* What is needed
Your answer should be the lines below from the one holding "For every <instance> block, output" through the one holding "box: [147, 67, 180, 165]", copied exactly and with nothing else.

——

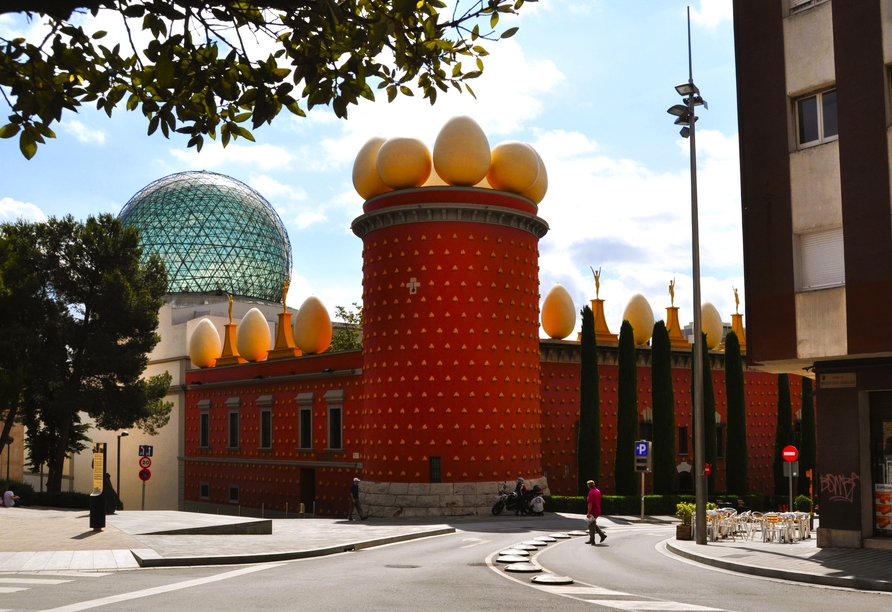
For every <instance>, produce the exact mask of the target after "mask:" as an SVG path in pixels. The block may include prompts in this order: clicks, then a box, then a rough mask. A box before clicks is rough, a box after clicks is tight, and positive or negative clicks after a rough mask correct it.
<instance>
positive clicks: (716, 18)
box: [691, 0, 733, 30]
mask: <svg viewBox="0 0 892 612" xmlns="http://www.w3.org/2000/svg"><path fill="white" fill-rule="evenodd" d="M732 18H733V7H732V5H731V0H700V10H697V9H691V21H692V22H694V24H696V25H698V26H700V27H702V28H706V29H707V30H715V28H716V26H718V25H719V24H720V23H722V22H723V21H731V19H732Z"/></svg>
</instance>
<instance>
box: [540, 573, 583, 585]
mask: <svg viewBox="0 0 892 612" xmlns="http://www.w3.org/2000/svg"><path fill="white" fill-rule="evenodd" d="M530 582H535V583H536V584H573V579H572V578H570V577H568V576H558V575H557V574H539V575H538V576H533V577H532V578H531V579H530Z"/></svg>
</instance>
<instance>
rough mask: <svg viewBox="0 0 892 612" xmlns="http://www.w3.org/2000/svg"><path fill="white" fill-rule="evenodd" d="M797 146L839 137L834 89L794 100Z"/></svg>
mask: <svg viewBox="0 0 892 612" xmlns="http://www.w3.org/2000/svg"><path fill="white" fill-rule="evenodd" d="M796 125H797V127H798V143H799V148H803V147H810V146H813V145H818V144H822V143H825V142H829V141H831V140H836V139H837V138H838V137H839V127H838V125H837V121H836V90H835V89H828V90H827V91H822V92H821V93H818V94H814V95H811V96H805V97H803V98H799V99H798V100H796Z"/></svg>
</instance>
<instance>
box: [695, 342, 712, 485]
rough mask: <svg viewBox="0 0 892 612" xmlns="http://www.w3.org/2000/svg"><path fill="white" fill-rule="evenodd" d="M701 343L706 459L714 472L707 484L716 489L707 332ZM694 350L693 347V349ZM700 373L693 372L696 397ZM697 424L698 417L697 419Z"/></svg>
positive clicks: (707, 479) (710, 390)
mask: <svg viewBox="0 0 892 612" xmlns="http://www.w3.org/2000/svg"><path fill="white" fill-rule="evenodd" d="M700 345H701V346H702V347H703V371H702V372H700V373H699V376H700V377H702V380H703V429H704V431H705V432H706V433H705V435H704V436H703V438H704V446H705V448H704V450H705V454H706V457H705V458H704V461H705V462H706V463H708V464H709V465H710V466H711V467H712V472H710V474H709V476H708V477H707V481H706V486H707V488H708V490H709V491H715V471H716V457H717V455H718V448H717V444H716V442H717V437H716V426H715V388H714V386H713V383H712V364H711V363H710V360H709V348H708V347H707V346H706V334H705V333H704V334H702V341H701V342H700ZM692 352H693V349H692ZM691 367H692V368H693V360H692V361H691ZM697 379H698V373H697V372H692V374H691V385H692V386H691V397H694V386H693V385H696V384H697ZM694 422H695V424H696V419H695V421H694ZM696 435H697V432H696V428H695V430H694V436H695V437H694V439H695V440H696V439H697V438H696Z"/></svg>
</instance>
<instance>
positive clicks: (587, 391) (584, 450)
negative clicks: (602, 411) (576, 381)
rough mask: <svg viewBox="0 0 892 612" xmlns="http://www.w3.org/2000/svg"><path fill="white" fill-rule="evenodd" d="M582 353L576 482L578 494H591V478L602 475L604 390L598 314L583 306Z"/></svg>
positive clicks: (577, 436) (580, 377)
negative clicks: (602, 412) (603, 409)
mask: <svg viewBox="0 0 892 612" xmlns="http://www.w3.org/2000/svg"><path fill="white" fill-rule="evenodd" d="M580 314H581V315H582V340H581V341H580V349H581V353H582V358H581V360H582V364H581V368H580V370H581V374H580V378H581V380H580V381H579V427H577V429H576V482H577V492H578V494H579V495H582V496H585V495H588V486H587V485H586V484H585V483H586V481H588V480H589V479H591V480H594V481H595V482H599V480H600V476H601V392H600V388H599V387H600V376H599V374H598V346H597V343H596V340H595V315H594V314H593V313H592V309H591V308H590V307H589V306H586V307H584V308H583V309H582V311H581V313H580Z"/></svg>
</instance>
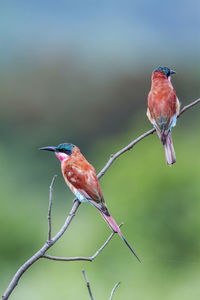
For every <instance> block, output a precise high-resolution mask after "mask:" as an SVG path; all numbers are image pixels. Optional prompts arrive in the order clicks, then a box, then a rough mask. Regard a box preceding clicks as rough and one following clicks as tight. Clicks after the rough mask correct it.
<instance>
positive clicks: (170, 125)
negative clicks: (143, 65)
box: [147, 67, 180, 165]
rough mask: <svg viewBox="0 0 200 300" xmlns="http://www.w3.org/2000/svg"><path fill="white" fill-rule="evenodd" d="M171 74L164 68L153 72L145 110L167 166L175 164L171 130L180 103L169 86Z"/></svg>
mask: <svg viewBox="0 0 200 300" xmlns="http://www.w3.org/2000/svg"><path fill="white" fill-rule="evenodd" d="M172 74H176V72H175V71H173V70H170V69H168V68H166V67H159V68H157V69H155V70H154V71H153V74H152V82H151V90H150V92H149V95H148V109H147V117H148V118H149V120H150V122H151V123H152V124H153V126H154V127H155V129H156V131H157V134H158V136H159V138H160V140H161V142H162V144H163V146H164V149H165V157H166V161H167V164H168V165H172V164H174V163H175V162H176V156H175V151H174V147H173V143H172V138H171V129H172V127H174V126H175V125H176V119H177V115H178V114H179V111H180V103H179V100H178V98H177V96H176V92H175V90H174V88H173V86H172V84H171V75H172Z"/></svg>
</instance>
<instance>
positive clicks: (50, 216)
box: [48, 175, 57, 242]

——

* Answer
For every <instance> block, output a precise high-resolution mask after "mask:" as an SVG path; all numbers are image pixels. Optional prompts arrive in the order clicks, then a box, then a rough mask. Regard a box preceding clicks as rough and one following clicks as tight. Clicks after the rough mask correct it.
<instance>
positive clicks: (170, 125)
negative clicks: (143, 65)
box: [147, 67, 180, 165]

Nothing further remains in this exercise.